— begin DATASET —

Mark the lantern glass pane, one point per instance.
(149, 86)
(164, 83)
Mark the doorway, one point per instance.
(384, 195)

— end DATASET —

§ STATED EXERCISE
Retype the listing exactly, in full.

§ EXPECTED ANSWER
Mark the lantern glass pane, one point per instance.
(149, 86)
(164, 83)
Mark the doorway, one point per instance.
(384, 195)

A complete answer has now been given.